Ann Patchett’s This Is the Story of a Happy Marriage: Or Is It?

Happy MarriageAnn Patchett has written many books, including the critically acclaimed State of Wonder, (Snotty Literati launched its book-reviewing gig with State of Wonder), Bel Canto, and Truth & Beauty (a memoir). This is a collection of previously published essays. They come from diverse sources ranging from Atlantic Monthly to Outside, from Vogue to the Wall Street Journal (to name only a few). Despite the breadth of periodicals represented, is the collection unified (which is one question we will look at)? Is this a book of disparate, albeit engaging, essays? Is this a book held together by a strong voice? Is this a book mostly for writers (since there’s a lot of great writer stuff in here)? Or is this a book about something else? It’s not really a book, by the way, about a happy marriage.

Lara: I need to just start by saying that I love Ann Patchett. She may be my favorite contemporary fiction writer. I would read anything this woman writes. Anything. Like the back of a box of light bulbs. If she wrote all the fine print on a pair of GEs, I would read it. Plus, she loves me. She even told me.

Jennifer: You may need to explain this, so we get what you mean.

| AVAILABLE DATA |
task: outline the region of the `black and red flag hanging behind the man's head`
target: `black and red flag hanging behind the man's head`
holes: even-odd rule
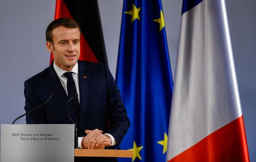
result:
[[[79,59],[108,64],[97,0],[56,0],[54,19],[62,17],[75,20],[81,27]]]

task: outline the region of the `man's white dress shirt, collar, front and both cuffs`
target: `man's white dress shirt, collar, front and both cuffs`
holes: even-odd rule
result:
...
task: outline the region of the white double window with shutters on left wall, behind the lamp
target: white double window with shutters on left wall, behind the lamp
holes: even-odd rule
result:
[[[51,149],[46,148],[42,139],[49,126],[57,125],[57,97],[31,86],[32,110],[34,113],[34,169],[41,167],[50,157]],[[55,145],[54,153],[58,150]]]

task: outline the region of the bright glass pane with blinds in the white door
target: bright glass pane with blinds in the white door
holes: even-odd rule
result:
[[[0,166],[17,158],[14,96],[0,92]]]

| WORK INSTRUCTION |
List every periodical that the review of Ann Patchett's essay collection names as a source of the essays.

| TASK RESPONSE |
Atlantic Monthly, Outside, Vogue, and the Wall Street Journal.